◆ GIVEN INSTRUCTION:
In the text on product-in-range queries, what property of P lets the efficient method use the modular multiplicative inverse?
** start TEXT BLOCK **
Input : A[] = {1, 2, 3, 4, 5, 6} 
          L = 2, R = 5, P = 229
Output : 120

Input : A[] = {1, 2, 3, 4, 5, 6},
         L = 2, R = 5, P = 113
Output : 7 

Brute Force
For each of the queries, traverse each element in the range [L, R] and calculate the product under modulo P. This will answer each query in O(N).  

Java




// Product in range Queries in O(N)
import java.io.*;
 
class GFG
{
     
    // Function to calculate
    // Product in the given range.
    static int calculateProduct(int []A, int L,
                                int R, int P)
    {
         
        // As our array is 0 based as
        // and L and R are given as 1
        // based index.
        L = L - 1;
        R = R - 1;
     
        int ans = 1;
        for (int i = L; i <= R; i++)
        {
            ans = ans * A[i];
            ans = ans % P;
        }
     
        return ans;
    }
     
    // Driver code
    static public void main (String[] args)
    {
        int []A = { 1, 2, 3, 4, 5, 6 };
        int P = 229;
        int L = 2, R = 5;
        System.out.println(
            calculateProduct(A, L, R, P));
     
        L = 1;
        R = 3;
        System.out.println(
            calculateProduct(A, L, R, P));
    }
}
 
// This code is contributed by vt_m.


Output :  

120
6

 

Efficient Using Modular Multiplicative Inverse:
As P is prime, we can use Modular Multiplicative Inverse. Using dynamic programming, we can calculate a pre-product array under modulo P such that the value at index i contains the product in the range [0, i]. Similarly, we can calculate the pre-inverse product under modulo P. Now each query can be answered in O(1).
** end TEXT BLOCK **
** start INFORMATION SUPPLIED **
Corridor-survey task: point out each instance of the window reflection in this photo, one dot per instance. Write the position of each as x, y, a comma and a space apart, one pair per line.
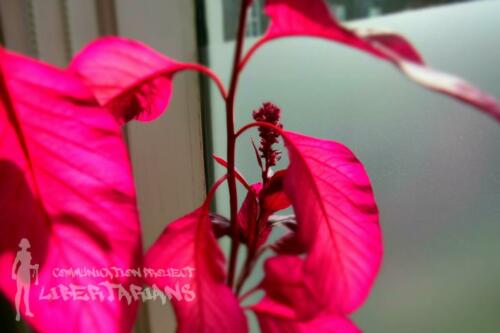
** end INFORMATION SUPPLIED **
◆ RESPONSE TO THE EXERCISE:
P is prime.